_GIVEN INSTRUCTION_
Rewrite the lines from the line with "Target: white building" through the end of the data, requests included, shifting every coordinate in the answers by adding -53 to it.

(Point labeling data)
— Begin —
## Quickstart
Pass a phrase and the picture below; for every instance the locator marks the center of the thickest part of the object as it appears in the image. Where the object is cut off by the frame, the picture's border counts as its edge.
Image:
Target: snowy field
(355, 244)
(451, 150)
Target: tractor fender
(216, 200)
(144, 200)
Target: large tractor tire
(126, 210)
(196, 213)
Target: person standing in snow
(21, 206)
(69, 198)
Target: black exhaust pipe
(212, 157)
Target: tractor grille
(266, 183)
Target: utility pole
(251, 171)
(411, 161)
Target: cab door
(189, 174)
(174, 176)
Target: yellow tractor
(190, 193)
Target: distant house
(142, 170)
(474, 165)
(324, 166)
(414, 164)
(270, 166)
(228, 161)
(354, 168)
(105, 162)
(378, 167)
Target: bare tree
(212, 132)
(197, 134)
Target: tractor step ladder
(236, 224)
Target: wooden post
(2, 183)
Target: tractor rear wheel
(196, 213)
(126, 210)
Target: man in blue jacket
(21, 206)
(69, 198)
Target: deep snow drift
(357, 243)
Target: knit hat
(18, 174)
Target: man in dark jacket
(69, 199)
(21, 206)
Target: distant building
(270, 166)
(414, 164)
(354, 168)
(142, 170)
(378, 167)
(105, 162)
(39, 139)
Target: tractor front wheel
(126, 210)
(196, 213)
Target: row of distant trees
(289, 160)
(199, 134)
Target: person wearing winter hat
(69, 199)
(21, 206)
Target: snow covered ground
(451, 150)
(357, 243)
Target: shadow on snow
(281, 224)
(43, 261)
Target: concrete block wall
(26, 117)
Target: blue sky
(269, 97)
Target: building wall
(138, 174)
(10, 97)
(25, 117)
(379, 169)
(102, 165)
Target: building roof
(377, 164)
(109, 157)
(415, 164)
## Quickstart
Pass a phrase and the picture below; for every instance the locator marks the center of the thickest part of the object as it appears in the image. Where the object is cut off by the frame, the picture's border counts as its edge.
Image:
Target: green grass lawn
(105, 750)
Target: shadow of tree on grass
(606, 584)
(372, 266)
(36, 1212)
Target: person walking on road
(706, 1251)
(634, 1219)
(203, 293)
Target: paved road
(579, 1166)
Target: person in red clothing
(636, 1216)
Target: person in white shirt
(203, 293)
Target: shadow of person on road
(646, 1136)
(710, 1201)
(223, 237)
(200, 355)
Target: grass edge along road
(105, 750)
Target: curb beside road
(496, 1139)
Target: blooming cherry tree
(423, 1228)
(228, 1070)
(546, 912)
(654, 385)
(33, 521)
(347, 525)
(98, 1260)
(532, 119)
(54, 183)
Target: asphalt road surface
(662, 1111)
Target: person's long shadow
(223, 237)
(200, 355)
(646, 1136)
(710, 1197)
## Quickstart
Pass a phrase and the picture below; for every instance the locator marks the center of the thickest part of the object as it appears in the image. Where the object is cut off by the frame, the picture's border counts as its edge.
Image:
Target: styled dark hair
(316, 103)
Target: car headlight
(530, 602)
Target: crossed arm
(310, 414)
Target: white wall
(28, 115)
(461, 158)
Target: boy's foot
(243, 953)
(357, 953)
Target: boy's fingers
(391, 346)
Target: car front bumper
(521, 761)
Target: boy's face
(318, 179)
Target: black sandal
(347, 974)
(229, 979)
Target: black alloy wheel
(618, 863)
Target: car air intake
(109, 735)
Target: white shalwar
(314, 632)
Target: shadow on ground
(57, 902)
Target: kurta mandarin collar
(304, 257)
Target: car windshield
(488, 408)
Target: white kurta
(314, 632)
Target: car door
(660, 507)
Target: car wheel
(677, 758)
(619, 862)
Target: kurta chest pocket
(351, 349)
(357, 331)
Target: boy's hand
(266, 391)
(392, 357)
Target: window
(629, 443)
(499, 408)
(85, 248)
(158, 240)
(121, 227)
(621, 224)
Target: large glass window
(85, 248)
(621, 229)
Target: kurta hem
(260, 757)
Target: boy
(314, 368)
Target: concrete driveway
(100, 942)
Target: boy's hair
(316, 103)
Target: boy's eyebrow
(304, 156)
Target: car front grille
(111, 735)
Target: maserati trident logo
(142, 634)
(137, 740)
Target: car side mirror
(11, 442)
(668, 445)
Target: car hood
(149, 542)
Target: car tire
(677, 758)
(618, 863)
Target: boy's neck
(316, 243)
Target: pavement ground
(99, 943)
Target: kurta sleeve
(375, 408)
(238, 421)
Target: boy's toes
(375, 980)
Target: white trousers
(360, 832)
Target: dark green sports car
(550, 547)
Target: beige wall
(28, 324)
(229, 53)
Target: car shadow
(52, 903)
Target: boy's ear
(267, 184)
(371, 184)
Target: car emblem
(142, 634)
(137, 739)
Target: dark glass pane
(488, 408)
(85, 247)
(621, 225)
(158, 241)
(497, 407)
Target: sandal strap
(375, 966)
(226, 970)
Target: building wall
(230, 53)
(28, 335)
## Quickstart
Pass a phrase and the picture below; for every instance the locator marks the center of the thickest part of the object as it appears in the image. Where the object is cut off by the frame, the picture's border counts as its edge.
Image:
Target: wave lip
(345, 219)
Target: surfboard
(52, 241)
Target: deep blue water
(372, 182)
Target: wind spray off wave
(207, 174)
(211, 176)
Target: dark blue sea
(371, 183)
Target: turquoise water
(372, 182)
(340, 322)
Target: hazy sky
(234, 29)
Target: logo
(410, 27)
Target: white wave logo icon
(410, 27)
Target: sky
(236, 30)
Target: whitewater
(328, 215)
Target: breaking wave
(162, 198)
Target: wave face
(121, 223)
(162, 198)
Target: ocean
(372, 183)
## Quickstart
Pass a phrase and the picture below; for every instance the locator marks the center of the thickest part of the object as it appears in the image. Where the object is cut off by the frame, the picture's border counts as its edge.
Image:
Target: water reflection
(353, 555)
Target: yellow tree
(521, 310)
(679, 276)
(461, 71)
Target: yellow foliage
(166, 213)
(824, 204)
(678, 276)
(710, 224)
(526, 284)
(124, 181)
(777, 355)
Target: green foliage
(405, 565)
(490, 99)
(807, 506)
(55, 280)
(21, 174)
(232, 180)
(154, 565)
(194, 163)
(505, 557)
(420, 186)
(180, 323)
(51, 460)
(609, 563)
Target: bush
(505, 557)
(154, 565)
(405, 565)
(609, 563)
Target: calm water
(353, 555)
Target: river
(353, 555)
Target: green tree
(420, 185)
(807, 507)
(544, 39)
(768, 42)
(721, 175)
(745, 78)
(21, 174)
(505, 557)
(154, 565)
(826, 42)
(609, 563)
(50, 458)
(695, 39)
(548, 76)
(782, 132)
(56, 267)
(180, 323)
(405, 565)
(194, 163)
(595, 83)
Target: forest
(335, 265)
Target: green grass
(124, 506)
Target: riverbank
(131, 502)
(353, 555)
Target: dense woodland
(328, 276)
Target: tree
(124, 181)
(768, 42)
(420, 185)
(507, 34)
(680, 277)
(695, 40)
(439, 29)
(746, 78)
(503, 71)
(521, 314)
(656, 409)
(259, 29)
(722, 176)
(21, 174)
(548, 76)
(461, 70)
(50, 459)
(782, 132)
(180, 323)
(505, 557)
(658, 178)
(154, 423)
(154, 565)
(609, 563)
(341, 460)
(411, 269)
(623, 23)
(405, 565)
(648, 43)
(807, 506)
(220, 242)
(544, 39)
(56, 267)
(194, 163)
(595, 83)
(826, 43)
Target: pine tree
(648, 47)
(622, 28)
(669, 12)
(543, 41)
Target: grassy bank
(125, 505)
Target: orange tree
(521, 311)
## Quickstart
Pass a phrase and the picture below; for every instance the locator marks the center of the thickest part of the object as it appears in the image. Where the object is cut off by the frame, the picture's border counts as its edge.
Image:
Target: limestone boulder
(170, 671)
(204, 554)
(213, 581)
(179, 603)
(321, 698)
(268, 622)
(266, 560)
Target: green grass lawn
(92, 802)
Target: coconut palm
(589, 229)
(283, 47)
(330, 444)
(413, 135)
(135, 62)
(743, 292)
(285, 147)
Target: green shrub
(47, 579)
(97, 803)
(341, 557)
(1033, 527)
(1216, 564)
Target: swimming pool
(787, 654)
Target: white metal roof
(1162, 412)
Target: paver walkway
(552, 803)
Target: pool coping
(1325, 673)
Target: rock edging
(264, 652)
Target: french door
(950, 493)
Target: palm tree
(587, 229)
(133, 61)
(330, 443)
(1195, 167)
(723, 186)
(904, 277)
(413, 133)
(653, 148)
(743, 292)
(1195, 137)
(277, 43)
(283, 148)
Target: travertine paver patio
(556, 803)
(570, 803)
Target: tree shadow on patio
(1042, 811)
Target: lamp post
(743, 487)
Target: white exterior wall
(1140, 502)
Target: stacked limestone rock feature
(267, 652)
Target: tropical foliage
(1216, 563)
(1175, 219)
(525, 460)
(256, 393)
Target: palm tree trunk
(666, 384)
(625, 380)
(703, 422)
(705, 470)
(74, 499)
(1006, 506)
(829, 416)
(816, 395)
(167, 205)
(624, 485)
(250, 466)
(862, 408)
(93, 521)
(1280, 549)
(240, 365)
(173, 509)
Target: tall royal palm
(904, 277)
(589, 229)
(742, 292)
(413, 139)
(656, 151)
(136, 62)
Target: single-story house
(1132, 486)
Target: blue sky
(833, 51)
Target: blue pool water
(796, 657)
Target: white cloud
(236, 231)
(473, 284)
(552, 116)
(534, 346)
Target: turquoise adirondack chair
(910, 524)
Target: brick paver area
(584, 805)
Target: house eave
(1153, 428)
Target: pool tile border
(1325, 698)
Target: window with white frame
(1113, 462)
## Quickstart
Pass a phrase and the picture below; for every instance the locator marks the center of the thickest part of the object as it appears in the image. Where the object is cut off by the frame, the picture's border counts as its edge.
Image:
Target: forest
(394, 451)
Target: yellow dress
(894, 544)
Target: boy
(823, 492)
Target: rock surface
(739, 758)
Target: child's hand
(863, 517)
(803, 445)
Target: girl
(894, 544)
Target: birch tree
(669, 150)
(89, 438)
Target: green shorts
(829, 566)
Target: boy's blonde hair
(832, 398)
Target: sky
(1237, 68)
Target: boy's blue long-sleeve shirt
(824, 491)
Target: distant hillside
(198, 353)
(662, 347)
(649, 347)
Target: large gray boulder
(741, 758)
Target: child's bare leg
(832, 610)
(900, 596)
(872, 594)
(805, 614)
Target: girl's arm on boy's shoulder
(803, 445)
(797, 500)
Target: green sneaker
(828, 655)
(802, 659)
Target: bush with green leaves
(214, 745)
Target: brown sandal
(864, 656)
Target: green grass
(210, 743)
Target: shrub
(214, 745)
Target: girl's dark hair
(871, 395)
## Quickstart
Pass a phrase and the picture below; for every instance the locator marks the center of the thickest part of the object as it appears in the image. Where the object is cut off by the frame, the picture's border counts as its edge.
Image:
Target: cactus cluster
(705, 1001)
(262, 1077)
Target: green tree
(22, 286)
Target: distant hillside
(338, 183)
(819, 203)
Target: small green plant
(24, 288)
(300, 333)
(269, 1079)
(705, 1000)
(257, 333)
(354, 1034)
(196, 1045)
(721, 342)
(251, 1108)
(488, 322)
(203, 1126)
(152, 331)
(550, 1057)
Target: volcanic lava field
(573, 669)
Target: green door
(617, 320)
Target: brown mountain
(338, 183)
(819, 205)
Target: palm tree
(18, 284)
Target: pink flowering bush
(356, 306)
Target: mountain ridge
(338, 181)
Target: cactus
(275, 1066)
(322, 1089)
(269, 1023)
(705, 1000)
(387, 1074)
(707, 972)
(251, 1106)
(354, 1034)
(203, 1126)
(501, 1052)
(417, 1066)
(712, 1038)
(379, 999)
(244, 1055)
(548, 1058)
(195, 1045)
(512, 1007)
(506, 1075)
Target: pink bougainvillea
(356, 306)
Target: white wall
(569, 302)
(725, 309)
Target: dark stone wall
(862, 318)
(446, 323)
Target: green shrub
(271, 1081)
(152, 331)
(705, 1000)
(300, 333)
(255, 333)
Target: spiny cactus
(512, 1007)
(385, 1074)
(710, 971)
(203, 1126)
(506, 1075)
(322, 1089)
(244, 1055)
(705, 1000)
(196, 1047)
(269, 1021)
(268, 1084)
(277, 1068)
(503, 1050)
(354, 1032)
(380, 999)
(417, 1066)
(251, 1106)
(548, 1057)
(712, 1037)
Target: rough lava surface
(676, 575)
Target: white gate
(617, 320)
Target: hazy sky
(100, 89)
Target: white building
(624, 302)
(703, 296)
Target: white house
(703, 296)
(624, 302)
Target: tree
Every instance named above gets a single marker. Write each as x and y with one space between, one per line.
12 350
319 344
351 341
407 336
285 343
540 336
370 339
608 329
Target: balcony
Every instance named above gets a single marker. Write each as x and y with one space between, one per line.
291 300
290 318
— End —
_THE RESPONSE_
Target: white building
(571, 249)
(650, 243)
Target: white house
(650, 243)
(571, 249)
Target: tree
Every instance named above gets a single marker. Write each as x and y with one space between, one per line.
-41 297
266 291
298 288
354 283
232 290
487 283
317 286
555 276
Target: balcony
Every instance named above gets a single marker. Write each as x and y with one space between, one per line.
238 247
237 265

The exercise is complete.